In 1989, around a million students and workers gathered at Beijing’s Tiananmen Square and in cities throughout China to demand greater freedoms and accountability from the communist regime. At the height of China’s democratic exercise, the authoritarian government quashed the hopes of democracy with military tanks and gunfire. The government has never released the official death toll, mostly denying the slaughter had ever happened. 

The day after the massacre, thousands of Hongkongers converged to mourn the victims in black and white clothing. For every year since, Hongkongers have joined the annual memorial, with a large turnout of 180,000 in 2019 amid the anti-extradition movement. 

Taiwan, despite its lukewarm reaction prior to the crackdown, rallied to denounce the atrocities committed by the Chinese Communist Party. 

In response to the gathering ban this year, thousands of Hongkongers still attended the vigil in Victoria Park despite the risk of arrest. Those who wanted to participate in solidarity were encouraged to light a candle wherever they were tonight. 

Catholic churches held masses for worshippers to commemorate the Tiananmen victims, while district council members set up multiple booths within their neighborhood for Hongkongers to mark the anniversary.

__Brief 1__
In the passage on the Tiananmen commemorations, how many people turned out for the Hong Kong memorial in 2019?
__Brief 2__
Extend the passage on the Tiananmen commemorations past its final sentence.
The material that comes next is from a different source.

__Supplied data__
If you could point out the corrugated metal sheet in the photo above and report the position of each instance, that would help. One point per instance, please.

__Exercise output 1__
180,000

__Exercise output 2__
May 35th (Gengzi Edition), a play about two parents who try to hold a gravesite ritual for their son who died during the Tiananmen Square massacre, was canceled due to the pandemic. The organizers decided to stream the performance for free online throughout June 4 to reach a wider audience. The director, Chan Chu-hei, said he worried that the play may not have a chance to be on stage again given the current political climate. 

A Hong Kong resident who plans on attending the vigil in her neighborhood told The News Lens that the ban is meaningless because Hongkongers will find ways “to make it bloom.” For many others in the city, this may be the last year for them to publicly mourn the lives lost to fighting for democracy and freedom.